(DOCUMENT SEGMENT):
— BEGIN —
Studio album by Foghat
- Released: 10 November 2023
- Studio: Boogie Motel South, Deland, Florida, US
- Genre: Rock
- Length: 43:19
- Label: Foghat Records
- Producer: Bryan Bassett

Foghat chronology
| 8 Days on the Road (Live) (2021) | Sonic Mojo (2023) |  |

= Sonic Mojo =

Sonic Mojo is the seventeenth studio album by British rock band Foghat, released on 10 November 2023. It comprises both cover songs and original compositions, including the last compositions by Kim Simmonds before his 2022 death, and is being promoted by a concert tour. The album marks their first release in seven years since 2016's Under the Influence.
— END —
(RECORDED DATA):
— BEGIN —
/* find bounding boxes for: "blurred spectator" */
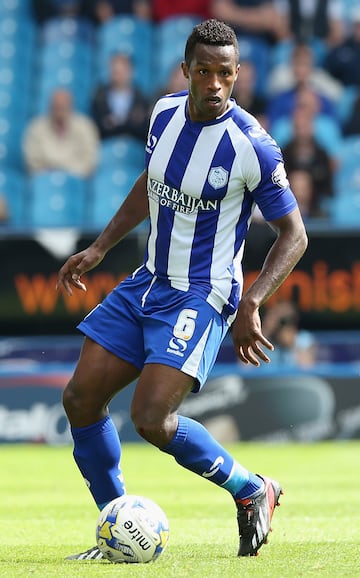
— END —
(REQUIREMENTS):
According to the Sonic Mojo album entry, at which studio was the album recorded?

(FULL SOLUTION):
Boogie Motel South, in Deland, Florida, US.